Retype the data exactly, so that every line matches the original.

· · ·

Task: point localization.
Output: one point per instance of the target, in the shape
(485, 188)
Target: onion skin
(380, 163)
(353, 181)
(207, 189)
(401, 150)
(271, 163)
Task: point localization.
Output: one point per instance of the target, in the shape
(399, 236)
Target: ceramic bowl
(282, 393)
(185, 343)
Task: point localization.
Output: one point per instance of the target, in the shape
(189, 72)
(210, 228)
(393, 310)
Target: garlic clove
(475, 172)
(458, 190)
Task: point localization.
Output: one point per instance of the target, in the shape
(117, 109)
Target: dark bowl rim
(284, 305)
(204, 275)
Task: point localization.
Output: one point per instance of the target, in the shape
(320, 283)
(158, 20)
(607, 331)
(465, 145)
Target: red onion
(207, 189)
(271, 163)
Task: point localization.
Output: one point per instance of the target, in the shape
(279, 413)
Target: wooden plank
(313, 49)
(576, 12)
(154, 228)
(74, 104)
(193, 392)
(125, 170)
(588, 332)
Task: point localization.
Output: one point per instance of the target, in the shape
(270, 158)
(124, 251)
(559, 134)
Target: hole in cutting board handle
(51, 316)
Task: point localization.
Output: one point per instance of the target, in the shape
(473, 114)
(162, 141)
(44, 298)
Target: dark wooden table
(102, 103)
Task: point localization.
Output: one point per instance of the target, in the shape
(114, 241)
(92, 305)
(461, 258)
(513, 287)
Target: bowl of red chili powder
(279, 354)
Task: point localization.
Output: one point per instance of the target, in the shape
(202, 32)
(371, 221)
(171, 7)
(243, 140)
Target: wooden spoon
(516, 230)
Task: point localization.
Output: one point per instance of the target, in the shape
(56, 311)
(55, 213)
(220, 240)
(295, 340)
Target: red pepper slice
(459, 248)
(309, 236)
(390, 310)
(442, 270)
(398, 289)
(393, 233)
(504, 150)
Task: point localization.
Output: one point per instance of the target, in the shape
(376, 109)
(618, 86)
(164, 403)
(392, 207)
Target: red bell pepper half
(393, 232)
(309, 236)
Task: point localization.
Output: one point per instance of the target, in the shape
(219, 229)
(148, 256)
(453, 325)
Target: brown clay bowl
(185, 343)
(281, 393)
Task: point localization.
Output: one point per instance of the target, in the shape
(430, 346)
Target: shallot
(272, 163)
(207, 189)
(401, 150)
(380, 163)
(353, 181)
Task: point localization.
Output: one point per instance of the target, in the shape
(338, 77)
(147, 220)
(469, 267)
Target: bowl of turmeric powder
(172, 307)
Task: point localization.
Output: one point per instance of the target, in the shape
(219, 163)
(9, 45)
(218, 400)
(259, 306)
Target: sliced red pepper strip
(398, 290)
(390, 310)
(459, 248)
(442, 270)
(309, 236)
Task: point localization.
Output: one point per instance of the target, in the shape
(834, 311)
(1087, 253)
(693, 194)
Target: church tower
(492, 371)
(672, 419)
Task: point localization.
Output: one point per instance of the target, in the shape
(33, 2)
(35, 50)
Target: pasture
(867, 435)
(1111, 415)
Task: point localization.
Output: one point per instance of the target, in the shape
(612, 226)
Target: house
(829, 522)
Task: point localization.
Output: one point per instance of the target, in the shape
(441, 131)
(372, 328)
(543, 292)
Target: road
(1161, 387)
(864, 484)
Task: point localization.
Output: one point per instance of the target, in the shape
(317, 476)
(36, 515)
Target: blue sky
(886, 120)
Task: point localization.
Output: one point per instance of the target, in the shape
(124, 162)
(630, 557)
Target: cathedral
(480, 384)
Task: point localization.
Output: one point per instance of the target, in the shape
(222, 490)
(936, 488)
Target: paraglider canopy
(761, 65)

· · ·

▸ **Exercise answer**:
Task: point localization.
Output: one point per instance of the target, in the shape
(485, 188)
Target: onion skin
(380, 163)
(353, 181)
(207, 189)
(401, 150)
(271, 163)
Task: point localization.
Output: one point per instance of the target, in the shape
(399, 236)
Target: ceramic bowl
(282, 393)
(185, 343)
Task: point localization.
Output: one point per instance of the target, in the shape
(189, 72)
(210, 228)
(393, 310)
Target: garlic clove
(475, 172)
(458, 190)
Task: point localization.
Output: one point per instance of the target, in the shape
(117, 109)
Target: dark bowl rim
(284, 305)
(204, 275)
Task: point localization.
Output: one point per instance of the target, in the shape
(320, 283)
(158, 20)
(607, 331)
(465, 145)
Target: red onion
(207, 189)
(271, 163)
Task: point localization.
Output: one point per instance of the target, in the shape
(279, 413)
Target: wooden plank
(313, 49)
(576, 12)
(154, 228)
(74, 104)
(193, 392)
(125, 170)
(588, 332)
Task: point localization.
Output: one point per instance of the target, in the shape
(270, 158)
(124, 251)
(559, 134)
Target: hole in cutting board handle
(51, 316)
Task: point localization.
Output: one point per instance of the target, in the shape
(473, 114)
(162, 141)
(44, 298)
Target: dark wooden table
(102, 103)
Task: point localization.
Output: one point per instance of the target, in the shape
(114, 241)
(92, 305)
(461, 258)
(513, 287)
Target: bowl of red chili powder
(279, 354)
Task: point localization.
Output: one point per instance of the target, in the shape
(202, 32)
(371, 221)
(171, 7)
(243, 140)
Target: wooden spoon
(516, 230)
Task: point localization.
Output: one point per instance of the target, in the shape
(56, 311)
(55, 213)
(220, 240)
(295, 340)
Target: red pepper slice
(459, 248)
(309, 236)
(390, 310)
(442, 270)
(398, 289)
(393, 233)
(504, 150)
Task: point localization.
Output: one point per instance of the target, in the shape
(376, 109)
(618, 86)
(164, 403)
(392, 207)
Target: red bell pepper half
(393, 232)
(309, 236)
Task: point localization.
Output: one point per instance of the target, in the shape
(219, 229)
(148, 256)
(453, 325)
Target: brown clay bowl
(185, 343)
(281, 393)
Task: point localization.
Output: one point per instance of the target, in the shape
(430, 346)
Target: shallot
(272, 163)
(207, 189)
(401, 150)
(380, 163)
(353, 181)
Task: point localization.
Output: one point per instance of the target, in the shape
(338, 77)
(147, 220)
(469, 267)
Target: bowl of turmeric powder
(172, 307)
Task: point localization.
Output: one point per instance of the target, in the shape
(219, 163)
(9, 45)
(218, 400)
(259, 306)
Target: sliced red pepper strip
(398, 290)
(390, 310)
(459, 248)
(442, 270)
(309, 236)
Task: point localization.
Output: one point per instance of the target, in the shape
(834, 311)
(1087, 253)
(693, 194)
Target: church tower
(492, 371)
(672, 419)
Task: point localization.
Output: one point per instance of the target, in the shape
(33, 2)
(35, 50)
Target: pasture
(867, 435)
(1111, 415)
Task: point localization.
Output: one point per instance of the target, in the shape
(612, 226)
Target: house
(829, 522)
Task: point localization.
Output: one point per instance of the target, in the shape
(441, 131)
(372, 328)
(543, 292)
Target: road
(1161, 387)
(864, 484)
Task: point localization.
Output: one point per instance of the target, in the shape
(317, 476)
(36, 515)
Target: blue sky
(886, 120)
Task: point localization.
Output: one point per instance of the target, in the shape
(124, 162)
(630, 557)
Target: cathedral
(480, 384)
Task: point localization.
Output: one point per instance of the target, in the shape
(222, 490)
(936, 488)
Target: paraglider canopy
(761, 65)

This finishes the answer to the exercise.